(Excerpt from a dataset)
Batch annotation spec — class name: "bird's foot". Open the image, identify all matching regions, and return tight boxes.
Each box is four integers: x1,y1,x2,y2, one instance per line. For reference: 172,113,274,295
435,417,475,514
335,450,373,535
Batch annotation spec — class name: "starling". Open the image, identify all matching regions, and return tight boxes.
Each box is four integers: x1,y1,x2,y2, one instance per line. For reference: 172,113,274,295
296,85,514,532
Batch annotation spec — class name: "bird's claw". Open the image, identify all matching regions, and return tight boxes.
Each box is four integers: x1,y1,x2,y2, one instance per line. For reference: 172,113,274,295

» Exercise prompt
Quote all of the items above line by line, with no changes.

» Result of the task
Batch annotation spec — class name: "bird's foot". Open the image, identify all matching regions, and return tight boxes.
Each box is four integers: x1,y1,x2,y2, one instance per line. For reference: 172,113,274,295
435,417,475,514
335,450,373,535
Batch annotation spec — class name: "starling". Open the image, identify all matching regions, and return tight boxes.
Each box is four integers: x1,y1,x2,y2, one instance per line. For reference: 172,113,274,295
296,85,514,532
Batch annotation spec — class name: "bird's claw". Open the image, identify all matching regions, and return tight boxes.
Each box is four integers: x1,y1,x2,y2, one instance per line. For reference: 172,113,274,295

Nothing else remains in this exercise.